● Task list:
**A.** Translate this sentence from the media advisory into Spanish: "The program recently welcomed a second international cohort of eight artists from locations ranging from Toronto to Sweden."
**B.** Quote the media advisory word for word, everything from "Media Advisory: UB" down to "follow at 2 p.m.".

● Extracted text:
Content starts
Media Advisory: UB bioartist aims to transform fecal matter into family crests

Release Date: September 30, 2016 This content is archived.


BUFFALO, N.Y. – Using her diagnosis of Crohn’s disease as inspiration and fecal matter as the medium, University at Buffalo biological art resident Kathy High will convert the tiny organisms that live inside our guts into a microbial coat of arms for various families.

High is completing the project through UB Coalesce: Center for Biological Arts, an initiative that partners artists, designers and architects with scientists to help them actively learn and examine the broader cultural meanings of their work.

High will present a preliminary demonstration of her work, “Gut Love,” along with an accompanying lecture.

When: The lecture is at 1 p.m. today, Sept. 30. A demonstration of the project will follow at 2 p.m.

Where: The lecture will be held in 310 Capen Hall on the North Campus. The demo will occur in 308 Hochstetter Hall, also on the North Campus.

Media are invited to attend. On-site contact is Marcene Robinson, or 716-207-5814. For a map of the North Campus, visit

About “Gut Love”: The project will produce two experiments around questions concerning gut microbiota and the immune system. A patient with Crohn’s disease, High’s interest in gut microbiota began with her own body.

In “Testing the Waters,” High will examine the reactions of the blood immune system against fecal microbes. In her second experiment, “Family Crests,” she will plate fecal samples from entire families in Petri dishes to identify their microbial community profile.

High is an interdisciplinary artist and professor of video and new media at Rensselaer Polytechnic Institute. To learn more about her work, visit

About Coalesce: Coalesce is a collaboration between the UB Department of Art and the Community of Excellence in Genome, Environment and Microbiome (GEM). A major initiative of GEM, the program aims to expand public understanding of and participation in the life sciences.

The program recently welcomed a second international cohort of eight artists from locations ranging from Toronto to Sweden.

Residents are given the opportunity to form mentorships with UB faculty in the life sciences and gain access to laboratory equipment, and are provided the creative space and technical support to study genomic and microbiomic concepts. The center also offers public workshops, graduate positions, interdisciplinary coursework and exhibitions.
Content ends
(Saved data entries)
Content starts
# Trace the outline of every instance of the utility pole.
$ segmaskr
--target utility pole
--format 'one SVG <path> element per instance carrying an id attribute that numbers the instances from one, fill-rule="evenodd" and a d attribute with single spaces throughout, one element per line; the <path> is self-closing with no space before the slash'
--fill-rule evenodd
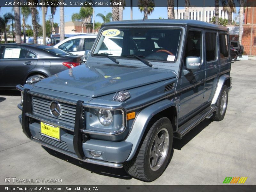
<path id="1" fill-rule="evenodd" d="M 250 55 L 252 55 L 252 32 L 253 31 L 253 16 L 254 16 L 254 9 L 255 6 L 255 3 L 252 3 L 251 6 L 251 9 L 252 9 L 252 27 L 251 28 L 251 45 L 250 46 Z M 252 10 L 251 10 L 251 12 L 252 12 Z"/>
<path id="2" fill-rule="evenodd" d="M 44 0 L 43 0 L 43 2 L 44 2 Z M 43 44 L 46 45 L 46 28 L 45 28 L 45 7 L 42 7 L 43 13 Z"/>

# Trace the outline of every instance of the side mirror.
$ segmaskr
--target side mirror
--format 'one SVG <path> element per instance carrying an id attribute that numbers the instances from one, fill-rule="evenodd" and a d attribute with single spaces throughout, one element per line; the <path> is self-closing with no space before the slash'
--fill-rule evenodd
<path id="1" fill-rule="evenodd" d="M 91 50 L 86 50 L 84 52 L 84 59 L 87 59 L 87 58 L 89 56 L 89 54 L 90 54 L 90 52 Z"/>
<path id="2" fill-rule="evenodd" d="M 202 65 L 201 58 L 199 57 L 187 57 L 186 58 L 186 69 L 198 69 Z"/>

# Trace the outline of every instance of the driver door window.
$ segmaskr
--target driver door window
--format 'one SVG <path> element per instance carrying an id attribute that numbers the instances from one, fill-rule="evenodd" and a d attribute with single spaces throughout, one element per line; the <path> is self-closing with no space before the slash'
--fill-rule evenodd
<path id="1" fill-rule="evenodd" d="M 58 48 L 68 52 L 78 51 L 81 38 L 71 39 L 66 41 L 58 47 Z"/>

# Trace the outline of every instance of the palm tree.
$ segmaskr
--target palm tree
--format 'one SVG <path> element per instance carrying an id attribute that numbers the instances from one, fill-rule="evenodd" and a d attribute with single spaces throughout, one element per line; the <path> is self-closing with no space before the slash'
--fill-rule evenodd
<path id="1" fill-rule="evenodd" d="M 4 31 L 5 43 L 7 43 L 7 23 L 12 19 L 14 19 L 14 16 L 10 12 L 6 13 L 3 17 L 0 17 L 0 30 L 1 33 Z"/>
<path id="2" fill-rule="evenodd" d="M 239 0 L 240 3 L 240 10 L 239 11 L 239 42 L 242 43 L 242 35 L 243 34 L 243 24 L 244 21 L 244 0 Z"/>
<path id="3" fill-rule="evenodd" d="M 143 12 L 144 19 L 148 19 L 148 16 L 155 10 L 155 6 L 154 0 L 139 0 L 138 2 L 139 10 L 141 12 Z"/>
<path id="4" fill-rule="evenodd" d="M 102 13 L 98 13 L 96 16 L 100 17 L 103 20 L 103 23 L 106 23 L 110 22 L 111 21 L 111 19 L 112 18 L 112 13 L 110 12 L 108 13 L 106 15 L 104 15 Z"/>
<path id="5" fill-rule="evenodd" d="M 174 19 L 174 0 L 167 0 L 168 19 Z"/>
<path id="6" fill-rule="evenodd" d="M 73 22 L 75 21 L 80 21 L 82 23 L 82 32 L 84 33 L 84 25 L 85 23 L 90 23 L 92 22 L 92 15 L 93 10 L 92 7 L 81 7 L 79 13 L 74 13 L 71 17 Z M 88 31 L 87 31 L 89 32 Z"/>
<path id="7" fill-rule="evenodd" d="M 228 24 L 231 25 L 232 22 L 232 13 L 236 13 L 234 0 L 222 0 L 222 5 L 223 10 L 226 11 L 228 14 Z"/>
<path id="8" fill-rule="evenodd" d="M 111 0 L 111 2 L 118 3 L 119 0 Z M 113 3 L 112 4 L 113 4 Z M 112 6 L 112 20 L 113 21 L 119 20 L 119 7 L 118 5 Z"/>
<path id="9" fill-rule="evenodd" d="M 219 25 L 219 7 L 220 6 L 220 0 L 214 0 L 214 9 L 215 14 L 215 24 Z"/>
<path id="10" fill-rule="evenodd" d="M 63 0 L 60 0 L 63 2 Z M 60 7 L 60 41 L 65 39 L 65 31 L 64 19 L 64 7 L 61 6 Z"/>
<path id="11" fill-rule="evenodd" d="M 188 19 L 188 14 L 189 12 L 190 2 L 189 0 L 185 0 L 185 19 Z"/>
<path id="12" fill-rule="evenodd" d="M 23 26 L 23 42 L 26 43 L 26 21 L 31 13 L 29 7 L 21 7 L 20 11 L 22 16 L 22 26 Z"/>
<path id="13" fill-rule="evenodd" d="M 16 0 L 15 2 L 17 2 Z M 20 25 L 20 9 L 19 7 L 14 7 L 14 14 L 15 22 L 15 38 L 16 43 L 21 43 L 21 26 Z"/>

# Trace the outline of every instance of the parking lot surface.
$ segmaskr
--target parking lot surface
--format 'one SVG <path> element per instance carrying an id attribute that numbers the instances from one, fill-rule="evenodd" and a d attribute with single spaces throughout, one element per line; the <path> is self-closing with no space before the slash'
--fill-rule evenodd
<path id="1" fill-rule="evenodd" d="M 217 185 L 227 177 L 247 177 L 243 185 L 255 185 L 255 60 L 232 62 L 232 88 L 224 119 L 206 119 L 182 140 L 175 139 L 166 170 L 148 183 L 131 178 L 123 169 L 80 164 L 30 141 L 18 120 L 20 92 L 0 91 L 0 185 Z M 11 177 L 30 182 L 5 179 Z M 62 182 L 53 183 L 54 179 Z"/>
Content ends
● Answers to the tasks:
**A.** El programa dio recientemente la bienvenida a una segunda cohorte internacional de ocho artistas procedentes de lugares que van desde Toronto hasta Suecia.

**B.**
Media Advisory: UB bioartist aims to transform fecal matter into family crests

Release Date: September 30, 2016 This content is archived.


BUFFALO, N.Y. – Using her diagnosis of Crohn’s disease as inspiration and fecal matter as the medium, University at Buffalo biological art resident Kathy High will convert the tiny organisms that live inside our guts into a microbial coat of arms for various families.

High is completing the project through UB Coalesce: Center for Biological Arts, an initiative that partners artists, designers and architects with scientists to help them actively learn and examine the broader cultural meanings of their work.

High will present a preliminary demonstration of her work, “Gut Love,” along with an accompanying lecture.

When: The lecture is at 1 p.m. today, Sept. 30. A demonstration of the project will follow at 2 p.m.